Entries from a data source
▬▬▬▬▬▬▬▬▬▬
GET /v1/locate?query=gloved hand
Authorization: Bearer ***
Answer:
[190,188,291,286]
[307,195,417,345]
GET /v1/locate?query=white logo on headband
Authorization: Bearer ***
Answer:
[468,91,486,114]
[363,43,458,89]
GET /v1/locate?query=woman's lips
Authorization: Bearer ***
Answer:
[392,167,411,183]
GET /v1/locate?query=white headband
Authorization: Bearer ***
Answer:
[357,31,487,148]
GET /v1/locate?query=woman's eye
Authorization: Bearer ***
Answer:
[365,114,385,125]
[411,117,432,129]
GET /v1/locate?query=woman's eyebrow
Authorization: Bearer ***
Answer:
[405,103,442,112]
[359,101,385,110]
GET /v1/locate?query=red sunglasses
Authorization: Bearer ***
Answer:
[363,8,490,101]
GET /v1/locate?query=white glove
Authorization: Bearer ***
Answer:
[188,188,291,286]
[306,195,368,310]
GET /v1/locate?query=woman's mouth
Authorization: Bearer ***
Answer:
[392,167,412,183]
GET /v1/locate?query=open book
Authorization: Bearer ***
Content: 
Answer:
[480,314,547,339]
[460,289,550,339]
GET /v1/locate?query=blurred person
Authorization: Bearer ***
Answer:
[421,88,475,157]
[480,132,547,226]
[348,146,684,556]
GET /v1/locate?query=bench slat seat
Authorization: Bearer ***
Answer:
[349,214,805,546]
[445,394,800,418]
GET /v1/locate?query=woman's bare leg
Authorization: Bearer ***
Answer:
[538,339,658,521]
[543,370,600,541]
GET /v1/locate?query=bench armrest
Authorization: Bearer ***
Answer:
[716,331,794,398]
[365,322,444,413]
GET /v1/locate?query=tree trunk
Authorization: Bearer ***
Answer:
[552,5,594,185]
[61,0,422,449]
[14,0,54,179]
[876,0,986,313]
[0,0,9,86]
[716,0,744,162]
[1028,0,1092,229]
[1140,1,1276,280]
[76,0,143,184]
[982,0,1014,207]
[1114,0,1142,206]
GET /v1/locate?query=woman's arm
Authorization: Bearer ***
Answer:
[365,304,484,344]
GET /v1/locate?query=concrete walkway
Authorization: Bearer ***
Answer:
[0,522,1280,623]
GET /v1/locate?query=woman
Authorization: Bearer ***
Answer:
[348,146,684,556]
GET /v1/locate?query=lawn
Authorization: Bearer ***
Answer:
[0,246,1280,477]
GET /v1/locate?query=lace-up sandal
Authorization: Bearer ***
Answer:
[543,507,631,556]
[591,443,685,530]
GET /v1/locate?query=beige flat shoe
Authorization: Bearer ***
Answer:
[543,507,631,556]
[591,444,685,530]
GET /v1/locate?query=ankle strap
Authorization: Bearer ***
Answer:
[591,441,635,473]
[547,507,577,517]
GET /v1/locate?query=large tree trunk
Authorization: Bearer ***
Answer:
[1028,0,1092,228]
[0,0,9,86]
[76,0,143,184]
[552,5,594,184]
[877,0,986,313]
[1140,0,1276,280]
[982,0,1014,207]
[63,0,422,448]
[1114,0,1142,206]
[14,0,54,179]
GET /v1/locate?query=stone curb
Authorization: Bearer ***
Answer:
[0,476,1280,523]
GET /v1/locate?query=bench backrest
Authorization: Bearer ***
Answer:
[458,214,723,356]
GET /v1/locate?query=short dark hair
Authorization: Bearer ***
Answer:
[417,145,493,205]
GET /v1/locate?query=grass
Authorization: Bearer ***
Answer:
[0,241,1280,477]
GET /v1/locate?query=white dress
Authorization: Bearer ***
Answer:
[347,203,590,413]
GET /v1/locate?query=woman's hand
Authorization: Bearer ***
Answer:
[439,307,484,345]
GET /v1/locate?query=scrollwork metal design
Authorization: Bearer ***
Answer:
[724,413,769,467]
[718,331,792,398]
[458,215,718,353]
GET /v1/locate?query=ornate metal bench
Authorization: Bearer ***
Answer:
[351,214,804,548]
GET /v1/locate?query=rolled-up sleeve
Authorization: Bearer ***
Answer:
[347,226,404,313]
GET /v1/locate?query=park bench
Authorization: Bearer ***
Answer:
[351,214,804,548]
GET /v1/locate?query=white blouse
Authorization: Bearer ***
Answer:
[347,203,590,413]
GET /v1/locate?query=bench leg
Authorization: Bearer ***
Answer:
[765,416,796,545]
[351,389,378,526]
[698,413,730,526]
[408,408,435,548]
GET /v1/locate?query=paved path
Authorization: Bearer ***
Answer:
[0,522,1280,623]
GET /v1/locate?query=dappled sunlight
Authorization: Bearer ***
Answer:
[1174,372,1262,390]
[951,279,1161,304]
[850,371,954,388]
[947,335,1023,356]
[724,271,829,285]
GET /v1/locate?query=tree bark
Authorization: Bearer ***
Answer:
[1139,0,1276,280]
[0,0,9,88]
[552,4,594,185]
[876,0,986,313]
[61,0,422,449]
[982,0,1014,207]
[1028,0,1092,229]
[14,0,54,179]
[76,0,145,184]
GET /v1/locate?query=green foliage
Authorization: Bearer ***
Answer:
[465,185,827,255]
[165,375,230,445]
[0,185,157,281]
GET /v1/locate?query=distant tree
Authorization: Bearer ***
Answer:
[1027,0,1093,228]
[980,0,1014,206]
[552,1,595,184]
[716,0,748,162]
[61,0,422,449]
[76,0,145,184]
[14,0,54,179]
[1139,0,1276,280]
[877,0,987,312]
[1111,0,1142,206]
▬▬▬▬▬▬▬▬▬▬
[WHAT YOU SHOULD DO] Copy every entry above verbatim, keeping each line unchanged and in its original order.

[SOLUTION TO THIS TASK]
GET /v1/locate?query=gloved hand
Authorization: Bearer ***
Answer:
[190,188,291,286]
[307,195,417,345]
GET /v1/locate?query=white logo on headband
Authorization: Bearer ***
Answer:
[468,91,486,114]
[363,43,458,89]
GET /v1/locate?query=woman's lips
Authorization: Bearer ***
Answer:
[392,167,411,183]
GET /v1/locate?query=white headband
Authorization: Bearer ***
Answer:
[357,31,487,148]
GET /v1/locate?query=woman's eye
Authorization: Bearer ***
Answer:
[365,114,385,125]
[411,117,432,129]
GET /v1/locate?query=woman's eyebrow
Authorization: Bearer ***
Answer:
[405,103,442,112]
[359,101,385,110]
GET /v1/locate?query=red sunglasses
Authorization: Bearer ***
Answer:
[363,8,490,101]
GET /v1/locate?query=white glove
Authorization: Bearer ***
Answer:
[188,188,291,286]
[306,195,368,310]
GET /v1/locate?query=woman's mouth
Authorization: Bearer ***
Answer:
[392,167,412,183]
GET /v1/locate?query=open book
Authorization: Bearer ***
Content: 
Answer:
[480,314,547,339]
[460,289,550,339]
GET /v1/locate?query=blurred person
Authorization: Bearer ***
Answer:
[421,88,475,157]
[480,132,547,226]
[348,146,684,556]
GET /v1/locate?query=bench slat seat
Authorization: Bearer ***
Answer:
[349,214,805,546]
[445,394,800,418]
GET /v1/locate?query=woman's bare leg
Authorization: Bearer ***
Answer:
[538,339,658,521]
[543,370,600,541]
GET /v1/locate?query=bench armrest
Authorization: Bearer ***
Answer:
[716,331,794,398]
[365,322,444,413]
GET /v1/locate?query=tree trunk
Authorization: Bearer ***
Answer:
[552,5,594,185]
[61,0,422,449]
[14,0,54,179]
[876,0,986,313]
[0,0,9,86]
[716,0,744,162]
[1028,0,1092,229]
[1140,1,1276,280]
[76,0,143,184]
[982,0,1014,207]
[1114,0,1142,206]
GET /v1/locate?query=woman's arm
Authorization: Bearer ***
Answer:
[365,304,484,344]
GET /v1/locate?query=concrete walkway
Authorization: Bearer ***
Answer:
[0,522,1280,623]
GET /v1/locate?query=woman
Authorization: Bearer ***
Answer:
[348,146,684,556]
GET /v1/locate?query=lawn
Authorization: Bearer ***
Answer:
[0,246,1280,477]
GET /v1/locate?query=lace-up sandal
Authorization: Bearer ***
Answer:
[543,507,631,556]
[591,443,685,530]
GET /v1/locate?query=beige flat shoe
Authorization: Bearer ***
Answer:
[543,507,631,556]
[591,444,685,530]
GET /v1/locate?query=ankle strap
Authorization: Bearer ***
Answer:
[591,441,635,473]
[547,507,577,517]
GET /v1/locate?query=large tree trunk
Authorization: Bearer ***
Answer:
[1028,0,1092,228]
[0,0,9,86]
[76,0,143,184]
[552,5,594,184]
[877,0,986,313]
[1140,0,1276,280]
[982,0,1014,207]
[63,0,422,448]
[1114,0,1142,206]
[14,0,54,179]
GET /v1/locate?query=stone curb
Authorization: Bearer ***
Answer:
[0,476,1280,523]
GET /v1/locate?query=bench backrest
Authorization: Bearer ***
Answer:
[458,214,723,356]
GET /v1/locate?query=short dark hair
Authorization: Bearer ***
Answer:
[417,145,493,205]
GET /v1/locate?query=grass
Authorization: Bearer ***
Answer:
[0,241,1280,477]
GET /v1/locate?query=white dress
Authorization: Bearer ***
Answer:
[347,203,590,413]
GET /v1/locate?query=woman's hand
Authorization: Bearer ***
Answer:
[439,307,484,345]
GET /v1/locate?query=scrollwork metal design
Authorization: Bearer ***
Answer:
[724,413,769,467]
[718,331,792,398]
[458,215,718,353]
GET /v1/locate?query=ornate metal bench
Authorization: Bearer ***
Answer:
[351,214,804,548]
GET /v1/locate?query=rolled-up sleeve
Authorization: Bearer ***
Answer:
[347,226,404,313]
GET /v1/locate?query=park bench
Authorization: Bearer ***
Answer:
[351,214,804,548]
GET /v1/locate?query=white blouse
Authorization: Bearer ***
Answer:
[347,203,590,413]
GET /v1/locate?query=bench leg
Authorization: Bearer ***
Answer:
[765,416,796,545]
[351,389,378,526]
[698,413,730,526]
[408,408,435,548]
GET /v1/locate?query=paved path
Authorization: Bearer ***
Answer:
[0,522,1280,623]
GET /v1/locate?query=dappled sunlight
Authorization: Bearer ***
Answer:
[1174,372,1262,390]
[951,279,1161,304]
[850,371,954,388]
[947,335,1023,356]
[724,271,829,285]
GET /v1/locate?query=tree bark
Authorization: Bearer ***
Answer:
[1139,0,1276,280]
[0,0,9,88]
[552,4,594,185]
[876,0,986,313]
[61,0,422,449]
[982,0,1014,207]
[1028,0,1092,229]
[14,0,54,179]
[76,0,145,184]
GET /v1/locate?query=green foliage
Authorization: Bearer ***
Answer:
[465,185,827,255]
[165,375,230,445]
[0,185,157,281]
GET /v1/locate?query=distant tree
Authorization: Bearer ***
Answer:
[1027,0,1093,228]
[980,0,1014,206]
[552,1,595,184]
[716,0,748,162]
[61,0,422,449]
[76,0,145,184]
[14,0,54,179]
[1139,0,1276,280]
[877,0,987,312]
[1111,0,1142,206]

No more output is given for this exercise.